◆ **DIRECTIONS**
How many lines of the records below contain the word "reddish"? Give only the number.

◆ **RECORDS TO PROCESS**
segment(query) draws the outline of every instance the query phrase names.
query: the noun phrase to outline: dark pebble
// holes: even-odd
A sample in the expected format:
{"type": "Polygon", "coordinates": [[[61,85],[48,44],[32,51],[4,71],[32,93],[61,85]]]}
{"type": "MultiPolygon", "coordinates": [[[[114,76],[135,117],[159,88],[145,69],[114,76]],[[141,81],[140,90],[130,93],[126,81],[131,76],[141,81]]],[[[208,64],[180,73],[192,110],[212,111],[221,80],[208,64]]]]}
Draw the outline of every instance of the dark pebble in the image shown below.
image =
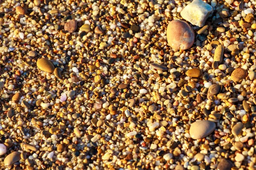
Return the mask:
{"type": "Polygon", "coordinates": [[[133,31],[134,31],[136,32],[139,31],[140,29],[140,27],[137,26],[137,25],[133,25],[131,27],[131,29],[133,31]]]}

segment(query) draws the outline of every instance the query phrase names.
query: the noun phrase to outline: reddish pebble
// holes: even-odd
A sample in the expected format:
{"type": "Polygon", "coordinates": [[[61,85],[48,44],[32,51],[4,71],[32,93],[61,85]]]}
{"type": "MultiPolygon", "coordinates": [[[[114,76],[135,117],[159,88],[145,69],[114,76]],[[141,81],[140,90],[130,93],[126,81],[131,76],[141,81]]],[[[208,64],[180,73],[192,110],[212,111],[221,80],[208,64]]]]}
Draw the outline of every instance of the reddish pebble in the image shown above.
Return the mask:
{"type": "Polygon", "coordinates": [[[193,45],[195,32],[186,22],[174,20],[169,23],[166,31],[169,45],[176,50],[186,50],[193,45]]]}
{"type": "Polygon", "coordinates": [[[26,9],[20,6],[17,6],[15,8],[17,13],[21,15],[25,15],[26,13],[26,9]]]}

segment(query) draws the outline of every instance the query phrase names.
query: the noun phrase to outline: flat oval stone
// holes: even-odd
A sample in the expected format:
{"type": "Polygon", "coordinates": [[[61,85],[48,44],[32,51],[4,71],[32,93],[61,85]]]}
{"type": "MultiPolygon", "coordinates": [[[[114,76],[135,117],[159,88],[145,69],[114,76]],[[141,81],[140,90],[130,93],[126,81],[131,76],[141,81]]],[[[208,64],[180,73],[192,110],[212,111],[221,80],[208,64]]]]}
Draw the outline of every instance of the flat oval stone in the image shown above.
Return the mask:
{"type": "Polygon", "coordinates": [[[54,71],[54,66],[51,61],[46,58],[41,58],[38,60],[36,65],[41,70],[52,73],[54,71]]]}
{"type": "Polygon", "coordinates": [[[77,24],[75,20],[72,20],[65,23],[64,30],[70,33],[73,33],[76,30],[77,24]]]}
{"type": "Polygon", "coordinates": [[[15,102],[17,102],[20,100],[20,97],[21,97],[22,96],[22,94],[21,94],[20,93],[18,92],[12,96],[12,100],[15,102]]]}
{"type": "Polygon", "coordinates": [[[223,159],[221,160],[217,167],[218,170],[230,170],[233,167],[233,164],[229,160],[223,159]]]}
{"type": "Polygon", "coordinates": [[[238,122],[232,128],[231,133],[234,136],[237,136],[241,132],[244,127],[244,124],[241,122],[238,122]]]}
{"type": "Polygon", "coordinates": [[[118,88],[119,88],[120,89],[124,89],[125,88],[127,88],[127,87],[128,87],[128,85],[127,85],[127,84],[120,84],[118,86],[118,88]]]}
{"type": "Polygon", "coordinates": [[[218,63],[221,64],[223,61],[223,52],[224,52],[224,47],[222,45],[218,45],[216,48],[213,61],[217,61],[218,63]]]}
{"type": "Polygon", "coordinates": [[[167,67],[166,67],[163,65],[161,65],[160,64],[157,64],[156,63],[151,63],[150,66],[152,68],[156,70],[161,70],[162,71],[166,71],[168,70],[168,68],[167,68],[167,67]]]}
{"type": "Polygon", "coordinates": [[[186,22],[173,20],[168,24],[166,31],[167,41],[172,48],[186,50],[193,45],[195,32],[186,22]]]}
{"type": "Polygon", "coordinates": [[[233,50],[237,49],[237,45],[236,44],[231,44],[227,46],[227,51],[230,52],[232,51],[233,50]]]}
{"type": "Polygon", "coordinates": [[[210,99],[210,97],[214,95],[217,95],[220,90],[221,89],[221,86],[219,85],[215,84],[209,87],[208,91],[207,94],[207,98],[210,99]]]}
{"type": "Polygon", "coordinates": [[[29,52],[28,55],[30,57],[35,57],[37,55],[37,53],[35,51],[31,51],[29,52]]]}
{"type": "Polygon", "coordinates": [[[17,162],[21,159],[21,153],[19,152],[14,152],[7,155],[4,159],[3,162],[6,166],[9,166],[17,162]]]}
{"type": "Polygon", "coordinates": [[[192,77],[199,77],[202,74],[201,70],[197,68],[192,68],[188,70],[186,72],[186,75],[188,76],[192,77]]]}
{"type": "Polygon", "coordinates": [[[247,76],[247,72],[242,68],[237,68],[231,74],[231,79],[234,82],[239,82],[247,76]]]}
{"type": "Polygon", "coordinates": [[[209,120],[200,120],[191,125],[189,134],[194,139],[204,138],[214,131],[216,124],[209,120]]]}

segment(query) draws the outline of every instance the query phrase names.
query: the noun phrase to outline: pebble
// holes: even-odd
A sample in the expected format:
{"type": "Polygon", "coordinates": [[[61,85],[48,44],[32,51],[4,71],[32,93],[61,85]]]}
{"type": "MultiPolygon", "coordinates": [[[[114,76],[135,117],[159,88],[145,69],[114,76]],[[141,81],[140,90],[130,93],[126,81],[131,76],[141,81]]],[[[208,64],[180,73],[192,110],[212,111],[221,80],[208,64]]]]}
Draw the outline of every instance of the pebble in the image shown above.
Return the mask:
{"type": "Polygon", "coordinates": [[[30,57],[35,57],[37,55],[37,53],[35,51],[30,51],[28,53],[28,55],[30,57]]]}
{"type": "Polygon", "coordinates": [[[12,109],[10,109],[7,112],[7,117],[11,118],[11,117],[12,117],[12,116],[13,115],[14,115],[15,113],[15,111],[13,110],[12,110],[12,109]]]}
{"type": "Polygon", "coordinates": [[[188,70],[186,72],[186,75],[189,77],[197,78],[202,75],[202,71],[201,70],[197,68],[192,68],[188,70]]]}
{"type": "Polygon", "coordinates": [[[54,71],[54,66],[49,60],[41,58],[38,59],[36,62],[36,65],[38,68],[44,71],[50,73],[52,73],[54,71]]]}
{"type": "Polygon", "coordinates": [[[223,53],[224,52],[224,47],[221,45],[218,45],[214,52],[213,60],[217,61],[219,64],[223,62],[223,53]]]}
{"type": "Polygon", "coordinates": [[[244,18],[244,21],[247,23],[251,23],[253,20],[254,20],[254,17],[252,13],[248,14],[244,18]]]}
{"type": "Polygon", "coordinates": [[[53,71],[53,74],[55,77],[58,78],[58,79],[61,79],[62,78],[61,73],[62,71],[60,68],[58,67],[56,67],[54,69],[54,71],[53,71]]]}
{"type": "Polygon", "coordinates": [[[204,32],[204,31],[208,29],[209,27],[209,26],[207,25],[206,26],[204,26],[201,29],[200,29],[198,31],[198,34],[203,34],[204,32]]]}
{"type": "Polygon", "coordinates": [[[95,27],[95,28],[94,29],[94,32],[95,34],[103,34],[104,33],[99,26],[97,26],[96,27],[95,27]]]}
{"type": "Polygon", "coordinates": [[[241,162],[241,161],[243,161],[244,160],[244,156],[243,156],[242,154],[240,153],[236,153],[236,157],[235,157],[235,160],[236,160],[236,161],[237,161],[237,162],[241,162]]]}
{"type": "Polygon", "coordinates": [[[216,124],[209,120],[200,120],[191,125],[189,134],[192,139],[198,139],[204,138],[214,131],[216,124]]]}
{"type": "Polygon", "coordinates": [[[168,44],[177,50],[186,50],[193,45],[195,32],[186,22],[173,20],[169,23],[166,31],[168,44]]]}
{"type": "Polygon", "coordinates": [[[244,124],[241,122],[236,123],[231,130],[231,133],[235,136],[237,136],[240,134],[244,128],[244,124]]]}
{"type": "Polygon", "coordinates": [[[162,71],[166,71],[168,70],[168,68],[160,64],[151,63],[150,66],[156,70],[161,70],[162,71]]]}
{"type": "Polygon", "coordinates": [[[64,25],[64,30],[73,33],[74,32],[77,28],[77,24],[76,20],[72,20],[67,22],[64,25]]]}
{"type": "Polygon", "coordinates": [[[88,32],[90,31],[90,27],[89,24],[85,24],[83,25],[82,26],[80,27],[79,30],[83,31],[86,32],[88,32]]]}
{"type": "Polygon", "coordinates": [[[170,153],[166,153],[163,156],[163,158],[166,161],[170,161],[173,157],[173,155],[170,153]]]}
{"type": "Polygon", "coordinates": [[[148,91],[145,88],[142,88],[140,90],[140,93],[142,94],[144,94],[148,93],[148,91]]]}
{"type": "Polygon", "coordinates": [[[3,161],[6,166],[9,166],[13,164],[15,162],[20,161],[21,159],[20,155],[21,153],[19,152],[13,152],[7,155],[3,161]]]}
{"type": "Polygon", "coordinates": [[[151,105],[148,107],[148,111],[150,112],[154,112],[157,109],[157,107],[154,105],[151,105]]]}
{"type": "Polygon", "coordinates": [[[201,162],[204,159],[204,155],[201,153],[198,153],[195,156],[195,158],[199,162],[201,162]]]}
{"type": "Polygon", "coordinates": [[[134,107],[135,104],[135,100],[133,99],[129,99],[129,100],[128,100],[128,106],[130,108],[134,107]]]}
{"type": "Polygon", "coordinates": [[[4,155],[7,151],[7,148],[6,145],[0,143],[0,156],[4,155]]]}
{"type": "Polygon", "coordinates": [[[233,71],[231,78],[234,82],[238,82],[245,79],[247,76],[247,72],[243,68],[237,68],[233,71]]]}
{"type": "Polygon", "coordinates": [[[20,93],[17,92],[12,96],[12,100],[17,102],[20,100],[22,96],[22,94],[20,93]]]}
{"type": "Polygon", "coordinates": [[[233,167],[233,164],[230,160],[222,159],[217,167],[217,169],[218,170],[230,170],[233,167]]]}
{"type": "Polygon", "coordinates": [[[210,5],[202,0],[194,0],[183,8],[180,15],[192,24],[201,27],[213,12],[210,5]]]}
{"type": "Polygon", "coordinates": [[[17,13],[21,15],[25,15],[26,13],[26,10],[25,8],[20,6],[17,6],[15,8],[17,13]]]}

◆ **IN RESPONSE**
2